» Your instructions: Please repeat every one of the items below word for word, and leave the pictures out of your answer.

====

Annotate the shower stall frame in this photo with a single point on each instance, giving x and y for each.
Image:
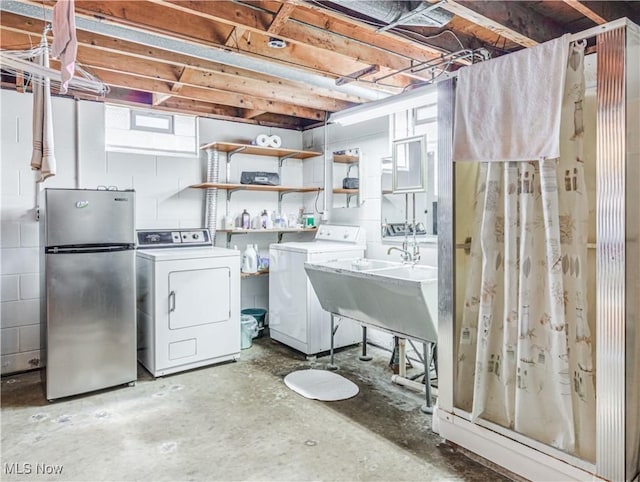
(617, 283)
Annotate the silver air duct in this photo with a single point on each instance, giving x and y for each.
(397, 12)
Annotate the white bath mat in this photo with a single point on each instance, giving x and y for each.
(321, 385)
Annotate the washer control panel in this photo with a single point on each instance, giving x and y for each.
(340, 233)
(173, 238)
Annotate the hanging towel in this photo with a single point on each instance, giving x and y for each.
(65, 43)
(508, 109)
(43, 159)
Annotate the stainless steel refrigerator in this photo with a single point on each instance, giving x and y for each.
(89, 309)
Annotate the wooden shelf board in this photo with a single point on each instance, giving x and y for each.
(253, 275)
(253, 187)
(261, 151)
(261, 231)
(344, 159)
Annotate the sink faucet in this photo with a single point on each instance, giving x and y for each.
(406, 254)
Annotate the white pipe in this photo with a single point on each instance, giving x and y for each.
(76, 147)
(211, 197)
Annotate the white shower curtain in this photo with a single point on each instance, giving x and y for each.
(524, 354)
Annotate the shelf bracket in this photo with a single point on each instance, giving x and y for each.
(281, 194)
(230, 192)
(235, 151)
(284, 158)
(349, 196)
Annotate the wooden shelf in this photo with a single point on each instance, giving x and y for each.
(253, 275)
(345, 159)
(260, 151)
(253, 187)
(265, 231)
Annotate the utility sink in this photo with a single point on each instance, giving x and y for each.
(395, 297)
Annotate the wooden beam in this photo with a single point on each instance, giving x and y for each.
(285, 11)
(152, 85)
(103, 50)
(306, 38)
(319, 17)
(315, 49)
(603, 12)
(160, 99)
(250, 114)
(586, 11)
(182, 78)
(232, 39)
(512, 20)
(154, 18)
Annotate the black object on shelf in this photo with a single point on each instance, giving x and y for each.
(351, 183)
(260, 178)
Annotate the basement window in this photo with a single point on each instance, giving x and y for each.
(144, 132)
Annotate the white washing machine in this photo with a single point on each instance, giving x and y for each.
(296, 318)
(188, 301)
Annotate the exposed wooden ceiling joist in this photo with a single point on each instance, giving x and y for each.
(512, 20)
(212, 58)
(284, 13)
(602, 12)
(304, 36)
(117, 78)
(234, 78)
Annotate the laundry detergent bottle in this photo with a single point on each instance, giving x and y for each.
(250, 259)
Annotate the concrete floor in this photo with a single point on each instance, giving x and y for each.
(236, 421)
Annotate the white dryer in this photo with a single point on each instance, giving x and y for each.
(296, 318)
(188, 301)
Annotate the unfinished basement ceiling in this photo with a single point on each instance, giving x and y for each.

====

» Exercise answer:
Annotate the shower stall frame in this photo with a single point on each instance, giving x and y for each.
Image:
(617, 283)
Annotate the silver air duct in this photo with a single point on each instance, giving x and y for each.
(397, 12)
Annotate the white bath mat in this photo with a single point on each instance, giving x and y for each.
(321, 385)
Annotate the washer control panel in this photo with a single point on each instance, giving x and y for each.
(340, 233)
(173, 238)
Annotate the hanging towel in this photo with a single point on each instance, giving x and y for each.
(65, 43)
(508, 109)
(43, 159)
Annotate the stainless steel refrigerator in this photo with a single point on each instance, giving x and y for each.
(89, 309)
Annotate the wooden shelf board in this photo with a single point on each instance, giving x and y for each.
(253, 275)
(253, 187)
(261, 151)
(261, 231)
(344, 159)
Annotate the sink faucet in this photo with a single point on each instance, giving x and y for each.
(406, 254)
Annotate the white pipe in this photo with a single point on each instance, giving x and y for each.
(76, 147)
(211, 197)
Annotate the white shower curtain in this photo with a single point on each instance, giving x and y for each.
(524, 354)
Annotate the shelf bracket in this photo with a single point on each instance, giving x and y for each.
(281, 194)
(230, 192)
(235, 151)
(284, 158)
(349, 196)
Annotate the wooden shelf in this photo with a single point on each instance, giving x and y for each.
(253, 275)
(345, 159)
(260, 151)
(253, 187)
(265, 231)
Annotate the utility sink in this photo with a single point on each instance, giving x and y for each.
(395, 297)
Annotate the wooden beam in this photo with a single point on each instance, giving x and y for each.
(285, 11)
(152, 85)
(103, 50)
(306, 38)
(319, 17)
(315, 49)
(603, 12)
(160, 99)
(250, 114)
(586, 11)
(182, 78)
(232, 39)
(512, 20)
(154, 18)
Annotate the black object on shelf in this photo with a single point on each instance, giving x and y for each.
(351, 183)
(260, 178)
Annotate the basement window in this photo with a single point on each instance, giving x and y for each.
(144, 132)
Annotate the white washing machine in this photo with a single point on each instance, giving x and y for each.
(296, 318)
(188, 301)
Annotate the exposed wooden ceiling joist in this photo with a single point on each instance, giving x and y for each.
(512, 20)
(212, 58)
(284, 13)
(602, 12)
(304, 36)
(117, 78)
(234, 78)
Annotate the laundry detergent bottle in this photo with a single point on each instance, giving x and y for each.
(250, 259)
Annotate the concrete floor in this photo with a single point on each instance, giving x and y for each.
(236, 421)
Annotate the white dryer in this photo with a single point on each instance, giving x and y for each.
(296, 318)
(188, 301)
Annotate the unfinished basement ceiling in this photo with a single point on each instance, giving x and y for each.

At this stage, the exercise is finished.